**Given problem:** Copy every row below word for word, but leave out the pictures.

┏━━

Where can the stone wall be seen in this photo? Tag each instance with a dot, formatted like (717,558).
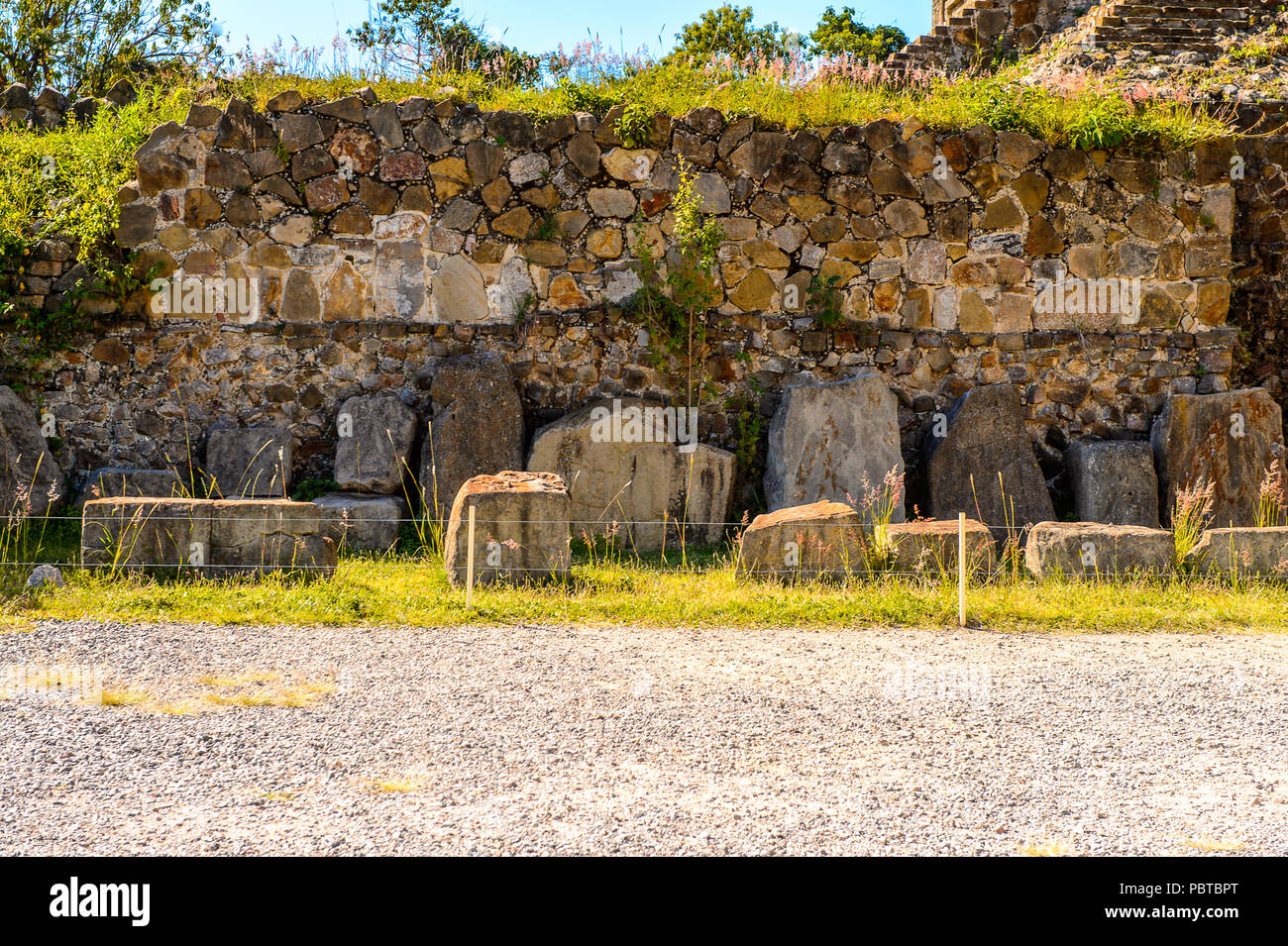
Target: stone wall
(1260,297)
(380,239)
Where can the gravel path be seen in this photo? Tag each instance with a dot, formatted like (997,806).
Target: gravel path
(639,740)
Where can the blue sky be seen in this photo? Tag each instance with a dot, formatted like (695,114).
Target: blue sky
(539,26)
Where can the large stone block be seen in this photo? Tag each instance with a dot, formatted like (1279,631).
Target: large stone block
(269,534)
(1241,551)
(477,428)
(130,532)
(1115,481)
(249,461)
(928,547)
(520,529)
(214,536)
(833,442)
(819,540)
(30,478)
(362,521)
(979,461)
(1096,549)
(639,465)
(1227,441)
(375,437)
(119,480)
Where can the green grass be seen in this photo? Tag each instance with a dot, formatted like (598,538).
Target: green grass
(413,591)
(64,181)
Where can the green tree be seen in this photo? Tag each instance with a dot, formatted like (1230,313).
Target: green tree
(728,31)
(840,34)
(423,37)
(85,46)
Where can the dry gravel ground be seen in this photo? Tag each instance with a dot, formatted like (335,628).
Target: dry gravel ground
(639,740)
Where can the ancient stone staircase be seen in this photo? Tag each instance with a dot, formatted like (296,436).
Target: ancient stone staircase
(1167,29)
(949,47)
(1159,27)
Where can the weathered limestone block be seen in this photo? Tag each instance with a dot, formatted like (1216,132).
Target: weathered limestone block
(362,521)
(1247,551)
(928,547)
(1227,441)
(833,442)
(632,463)
(520,532)
(30,478)
(269,534)
(141,532)
(375,439)
(1096,549)
(214,536)
(819,540)
(984,435)
(249,461)
(476,429)
(119,480)
(1115,481)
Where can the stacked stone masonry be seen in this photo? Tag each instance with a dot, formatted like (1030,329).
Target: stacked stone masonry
(382,239)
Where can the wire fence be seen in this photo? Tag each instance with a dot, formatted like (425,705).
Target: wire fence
(170,536)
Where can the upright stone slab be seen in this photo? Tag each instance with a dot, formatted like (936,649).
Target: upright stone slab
(1115,481)
(119,480)
(362,521)
(1228,441)
(1096,549)
(30,478)
(928,547)
(631,463)
(477,428)
(375,435)
(978,438)
(833,442)
(820,540)
(520,532)
(249,463)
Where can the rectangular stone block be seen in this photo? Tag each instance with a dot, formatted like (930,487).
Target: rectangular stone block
(130,532)
(1095,549)
(362,521)
(819,540)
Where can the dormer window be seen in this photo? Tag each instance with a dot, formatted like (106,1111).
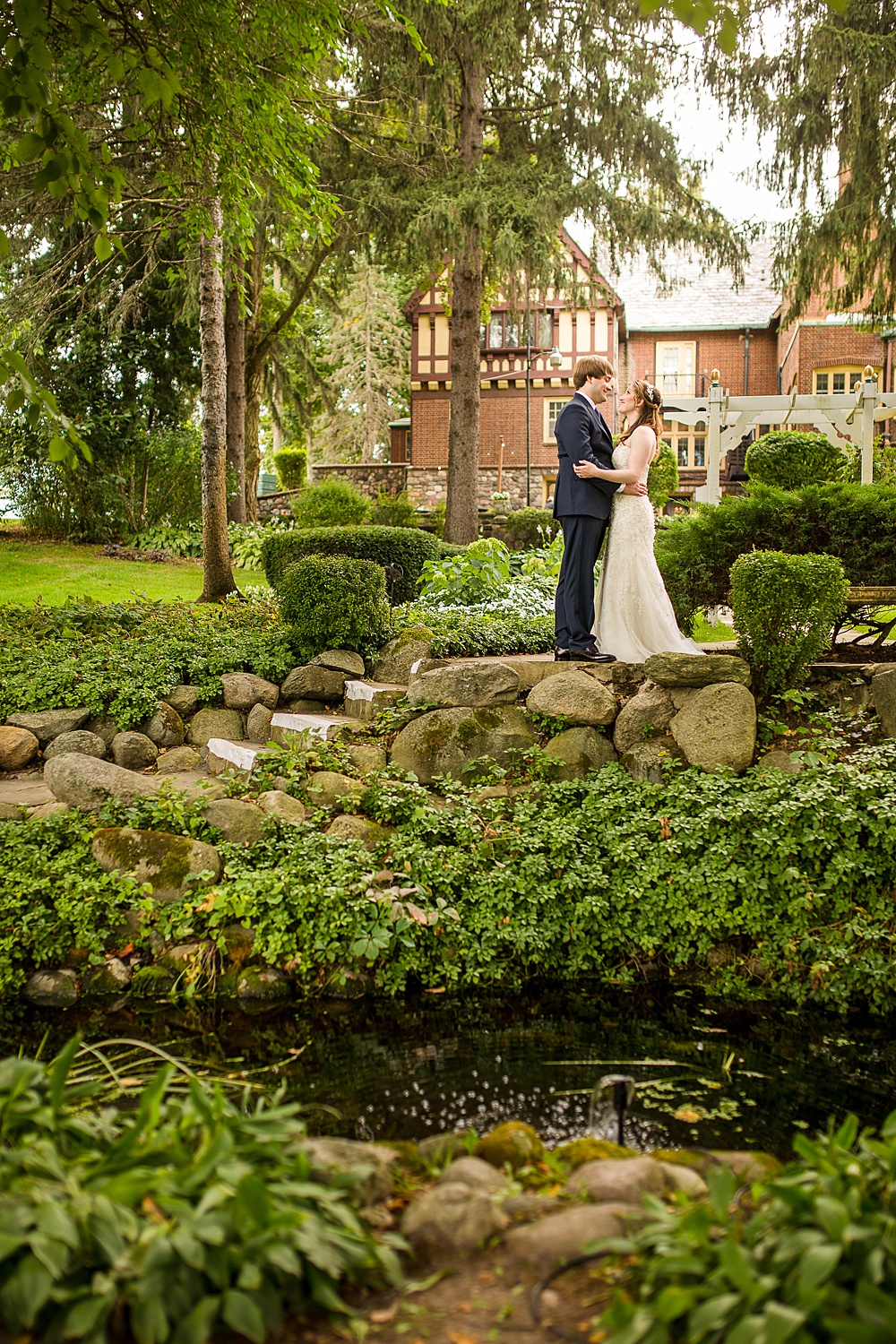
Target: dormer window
(508,331)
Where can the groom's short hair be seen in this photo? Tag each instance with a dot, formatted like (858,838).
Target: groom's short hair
(591,367)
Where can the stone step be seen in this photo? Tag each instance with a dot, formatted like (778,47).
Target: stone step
(365,699)
(225,754)
(323,726)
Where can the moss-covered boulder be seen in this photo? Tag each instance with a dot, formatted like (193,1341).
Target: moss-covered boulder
(579,750)
(444,741)
(166,862)
(152,983)
(215,723)
(349,827)
(400,656)
(514,1142)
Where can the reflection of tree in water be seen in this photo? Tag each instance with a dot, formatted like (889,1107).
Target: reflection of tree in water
(422,1066)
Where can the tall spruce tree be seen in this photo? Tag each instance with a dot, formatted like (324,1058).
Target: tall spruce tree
(828,96)
(530,112)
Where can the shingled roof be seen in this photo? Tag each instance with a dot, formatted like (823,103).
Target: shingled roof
(699,298)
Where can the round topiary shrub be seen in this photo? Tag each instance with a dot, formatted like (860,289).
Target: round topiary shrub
(662,478)
(335,602)
(530,527)
(290,464)
(785,610)
(790,460)
(331,503)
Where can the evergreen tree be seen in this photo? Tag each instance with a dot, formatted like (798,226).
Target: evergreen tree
(828,96)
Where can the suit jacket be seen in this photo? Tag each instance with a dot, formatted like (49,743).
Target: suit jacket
(583,435)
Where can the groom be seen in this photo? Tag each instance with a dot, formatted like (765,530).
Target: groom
(582,508)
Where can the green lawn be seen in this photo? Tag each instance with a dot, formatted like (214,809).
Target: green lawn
(51,573)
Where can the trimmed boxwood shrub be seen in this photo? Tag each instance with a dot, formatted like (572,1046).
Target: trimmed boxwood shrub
(785,609)
(530,527)
(857,523)
(793,459)
(290,464)
(406,547)
(662,478)
(331,503)
(335,602)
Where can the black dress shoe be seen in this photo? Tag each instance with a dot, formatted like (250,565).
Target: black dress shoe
(591,655)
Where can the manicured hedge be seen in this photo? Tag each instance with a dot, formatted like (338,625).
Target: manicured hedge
(406,547)
(335,602)
(856,523)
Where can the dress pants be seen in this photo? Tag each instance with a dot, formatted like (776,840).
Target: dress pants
(573,604)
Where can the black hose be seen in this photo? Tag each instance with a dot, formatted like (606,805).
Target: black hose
(540,1287)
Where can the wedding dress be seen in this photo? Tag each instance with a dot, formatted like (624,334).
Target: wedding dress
(633,613)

┗━━

**Response for this exercise:**
Where can the stone wall be seen in this photo? Tag each instance with a dot, formatted like (717,558).
Target: stone wall
(1260,297)
(380,239)
Where can the gravel path be seen in this photo? Tag each instance with a dot, formatted like (997,806).
Target: gravel path
(639,740)
Where can the blue sky be seen in this photo? Tag each instance with a dot, formatted like (695,114).
Target: blue sky
(539,26)
Where can the large stone block be seen in this photo? Tag each instance with a dot, formatted like (1279,631).
Target: large stone block
(269,534)
(1241,551)
(477,428)
(130,532)
(1115,481)
(249,461)
(928,547)
(520,529)
(214,536)
(833,442)
(819,540)
(30,478)
(362,521)
(979,461)
(1096,549)
(639,465)
(1227,441)
(375,437)
(119,480)
Where can the green grass be seen in this photo? Tag each instance with a dot, formatted like (598,538).
Target: green grass
(413,591)
(64,181)
Where can the green tree be seen in this photo? Tag each instance with a dot, formatted like (1230,313).
Target: green tree
(728,31)
(840,34)
(423,37)
(85,46)
Where can the dry gravel ground be seen in this photo? Tag each instance with a dot, formatted like (335,628).
Target: dry gravel ground
(639,740)
Where can the ancient stone staircase be seen in this photo? Tag each instance with a dot, formatted like (296,436).
Target: ancient stone staircase
(1167,29)
(949,47)
(1159,27)
Where can the weathered limestone block be seen in this photo? Tag each instance with a dot, formatted like (1216,132).
Target: weathered limestone block
(362,521)
(1247,551)
(928,547)
(1227,441)
(833,442)
(632,463)
(520,532)
(30,478)
(269,534)
(141,532)
(375,439)
(1096,549)
(214,536)
(819,540)
(984,435)
(249,461)
(476,429)
(119,480)
(1115,481)
Where can the stacked stone masonry be seen in this photo? Tag each instance with a dot, formatted like (1030,329).
Target: stacked stone masonry
(382,239)
Where can the wire fence be seen in this photo? Tag each instance with a dot, formatted like (425,705).
Target: wire fence
(170,536)
Where can the upright stone slab be seen in this photo? Tag each instance with a dot, formatted like (936,649).
Target: upright stone slab
(1115,481)
(119,480)
(362,521)
(1228,441)
(1096,549)
(30,478)
(928,547)
(631,463)
(477,428)
(375,435)
(978,438)
(833,442)
(820,540)
(520,532)
(249,463)
Where can the rectangular stone block be seen in this photo? Tag each instance with a dot, formatted like (930,487).
Target: rectangular stone block
(130,532)
(1095,549)
(362,521)
(819,540)
Where can the dormer window be seen in this photo? Tag each instance with a dot, formatted like (106,1111).
Target: dormer window
(508,331)
Where can the groom's short hair be seen in this photo? Tag each instance with a dot, formatted like (858,838).
Target: groom's short hair
(591,367)
Where can the stone step be seen in this photo? Tag each instance with a dot, formatted like (778,47).
Target: stone step
(365,699)
(225,754)
(323,726)
Where can the moss-covered boulder be seen in this photo? Tag each instance with a dot, formatted like (193,1341).
Target: moss-covered boulder
(579,750)
(444,741)
(166,862)
(152,983)
(215,723)
(349,827)
(400,656)
(514,1142)
Where can the reflection of tree in water be seen in this photo? Tag each instance with a dot, formatted like (889,1107).
Target: reflection of tree in water
(422,1066)
Where can the tall spruce tree be seen in this photo? Tag each instance with a dot, formatted like (324,1058).
Target: tall spruce tree
(828,96)
(530,112)
Where can the shingled roof be seen in this photo? Tag each instance with a dot, formatted like (823,103).
Target: shingled roof
(699,298)
Where can the round topiary shrub be seen in this photo? Tag each instance with a dot, formatted like (860,289).
Target: round topiary shrub
(662,478)
(335,602)
(530,527)
(290,464)
(785,610)
(790,460)
(331,503)
Where can the evergreen tree be seen in this photo? Tag each instance with a dot, formatted like (798,226).
Target: evergreen tree
(828,96)
Where can the suit jacket be seen in this photo? Tag each instance with a dot, formatted like (49,743).
Target: suit jacket
(583,435)
Where can the groom be seen in this photo? Tag each instance with a dot, formatted like (765,530).
Target: groom
(582,508)
Where can the green lawn be seen in this photo? Tag each instance with a dot, formatted like (214,809).
Target: green lawn
(51,573)
Where can the trimmed boxwood shrub be seen in this photo? Tag each instance with a dot, formatted like (572,1046).
Target: trimmed boxwood shrub
(785,609)
(530,527)
(857,523)
(793,459)
(290,464)
(406,547)
(662,478)
(331,503)
(335,602)
Where can the black dress shoe be seen in this photo? Tag each instance with a dot, formatted like (250,565).
Target: black dress shoe
(591,655)
Where can the manicured hedge be seen in this photo? Tag each instance with a dot, formatted like (338,625).
Target: manicured hedge
(406,547)
(335,602)
(856,523)
Where can the dress pants be seen in this photo? Tag each instance with a dot, formatted like (776,840).
Target: dress pants
(573,604)
Where can the black hose be seen in this photo? Tag each instance with a dot, formatted like (606,805).
Target: black hose
(540,1287)
Where can the wedding dress be seen in this photo? Tag each instance with a dot, formatted like (624,334).
Target: wedding dress
(633,613)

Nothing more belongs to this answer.